==== TEXTAUSZUG

Kunst kommt von Klicken

Das Web als Medium für spielerische Kreativität

Es gibt Webseiten, die sind so schlecht, dass man sie am liebsten durch den Shredder lassen oder auf den Misthaufen werfen möchte. Dank Mark Napier kann man genau das tun - es funktioniert auch mit guten Webseiten - und dabei erst noch Kunst produzieren. Zumindest findet das Napier, ein New Yorker Netz-Künstler, der den Shredder und den Misthaufen programmiert hat.

Der «Shredder»1 erscheint auf dem Bildschirm in Gestalt eines Browsers, er parodiert offensichtlich den Netscape Navigator und den Microsoft Explorer. Wenn man ihm eine Web-Adresse eingibt, lädt er die Seite auch, aber gleichzeitig zerhackt er sie so, dass nur noch Fetzen und Fragmente davon zu erkennen sind. Das ist, zugegeben, reizvoll, will aber mehr sein. «Der Browser», erläutert Napier sein Werk, «interpretiert HTML-Instruktionen, er ist ein Wahrnehmungsorgan, mit dem wir das Web ‹sehen›. Er filtert und organisiert eine gewaltige Masse von strukturierter Information. Der ‹Shredder› präsentiert diese globale Struktur als chaotische, irrationale Collage. Der ‹Shredder› verändert den HTML- Code, bevor er ihn liest, und verwandelt so die Daten. Inhalt wird Abstraktion. Text wird Graphik. Information wird Kunst.»

Der «Shredder» produziert Netz-Kunst pur, aber inspiriert wurde Napier von einem Offline- Vorbild. Er bewundere die organische Qualität, die Jackson Pollock seinem Material verliehen habe, erklärte Napier der «New York Times», und was sein Shredder mit den Bildern und Texten mache, wirke auf ihn auch wie etwas Organisches. Visuell weniger überzeugend, aber diesem Ideal noch näher ist Napiers Misthaufen, der englisch etwas vornehmer «Digital Landfill»2 heisst. Dort kann man Webseiten wegwerfen und zusehen, wie sich der Abfall wirr überlagert und schliesslich zersetzt.

Zusammen mit seinem Netz-Künstlerkollegen Andy Deck hat Napier eine neue Arbeit entwickelt, die kürzlich vom lesenswerten deutschen Online-Magazin «Telepolis»3 vorgestellt wurde. «Graphic Jam»4 ist ein Zeichen- und Malprogramm, mit dem mehrere User gleichzeitig zeichnen und malen können - ohne sich zu kennen und ohne sich einander mitteilen zu können ausser mit dem, was sie auf der virtuellen Leinwand hinterlassen. «Graphic Jam» ist unter anderem eine Attacke auf die Vorstellung vom Künstler als souveränem Schöpfer in genialischer Einsamkeit. Im sozialen Aspekt der visuellen Kreativität sehen die Schöpfer der interaktiven Malmaschine eine ihrer interessantesten Funktionen: Nur indem jeder am Gemeinschaftswerk Beteiligte die Zeichen der anderen interpretiert, kann überhaupt das entstehen, was die Künstler als «Mischung zwischen Graffiti und Jazz» bezeichnen.

========
==== ANGEZEIGTE DATEN

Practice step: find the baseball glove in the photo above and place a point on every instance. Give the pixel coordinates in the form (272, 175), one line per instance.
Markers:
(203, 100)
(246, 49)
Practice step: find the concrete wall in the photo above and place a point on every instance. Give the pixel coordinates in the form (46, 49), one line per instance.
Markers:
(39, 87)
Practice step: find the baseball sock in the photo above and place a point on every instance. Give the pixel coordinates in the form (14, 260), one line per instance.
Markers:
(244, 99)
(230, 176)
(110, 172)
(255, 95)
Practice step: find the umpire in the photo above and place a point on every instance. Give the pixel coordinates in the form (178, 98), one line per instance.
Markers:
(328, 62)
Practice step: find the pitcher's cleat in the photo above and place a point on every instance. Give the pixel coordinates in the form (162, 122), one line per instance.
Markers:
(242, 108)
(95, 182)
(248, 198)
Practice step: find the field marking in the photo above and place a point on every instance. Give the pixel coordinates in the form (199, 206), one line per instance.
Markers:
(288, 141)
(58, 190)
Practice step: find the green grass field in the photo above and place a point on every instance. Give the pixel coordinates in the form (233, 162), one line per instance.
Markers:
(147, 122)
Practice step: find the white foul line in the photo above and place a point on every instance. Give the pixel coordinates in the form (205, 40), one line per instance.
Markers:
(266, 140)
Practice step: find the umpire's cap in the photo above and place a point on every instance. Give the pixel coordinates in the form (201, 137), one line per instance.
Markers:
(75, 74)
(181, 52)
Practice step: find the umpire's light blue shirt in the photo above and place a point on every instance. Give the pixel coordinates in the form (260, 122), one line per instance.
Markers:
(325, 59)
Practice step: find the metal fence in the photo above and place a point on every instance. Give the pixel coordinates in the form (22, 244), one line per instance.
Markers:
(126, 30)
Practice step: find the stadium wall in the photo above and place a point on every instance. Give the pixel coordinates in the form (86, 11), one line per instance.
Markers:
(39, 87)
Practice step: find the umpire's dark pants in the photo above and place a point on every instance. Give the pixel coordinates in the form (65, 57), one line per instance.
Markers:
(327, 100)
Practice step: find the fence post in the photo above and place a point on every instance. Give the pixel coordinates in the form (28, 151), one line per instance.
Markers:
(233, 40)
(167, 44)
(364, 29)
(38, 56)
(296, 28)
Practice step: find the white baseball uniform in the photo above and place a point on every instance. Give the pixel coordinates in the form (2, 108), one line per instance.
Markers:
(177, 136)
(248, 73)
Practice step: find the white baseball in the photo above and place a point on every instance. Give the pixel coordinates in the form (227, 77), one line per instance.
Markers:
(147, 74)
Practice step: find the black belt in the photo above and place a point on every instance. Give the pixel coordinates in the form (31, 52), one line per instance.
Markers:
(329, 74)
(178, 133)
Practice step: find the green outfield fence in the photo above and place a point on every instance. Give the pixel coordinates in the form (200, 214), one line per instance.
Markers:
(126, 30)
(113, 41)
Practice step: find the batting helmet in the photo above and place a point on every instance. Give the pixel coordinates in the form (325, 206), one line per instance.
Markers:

========

__AUFGABEN__:
A) Zähle alle Personen auf, die im Textauszug über Netzkunst mit Namen genannt werden.
B) Gib aus dem Textauszug über Netzkunst die Passage von „Das Web als“ bis „Misthaufen programmiert hat.“ wortgetreu wieder.

__ANTWORTEN__:
A) Mark Napier, Jackson Pollock, Andy Deck

B)
Das Web als Medium für spielerische Kreativität

Es gibt Webseiten, die sind so schlecht, dass man sie am liebsten durch den Shredder lassen oder auf den Misthaufen werfen möchte. Dank Mark Napier kann man genau das tun - es funktioniert auch mit guten Webseiten - und dabei erst noch Kunst produzieren. Zumindest findet das Napier, ein New Yorker Netz-Künstler, der den Shredder und den Misthaufen programmiert hat.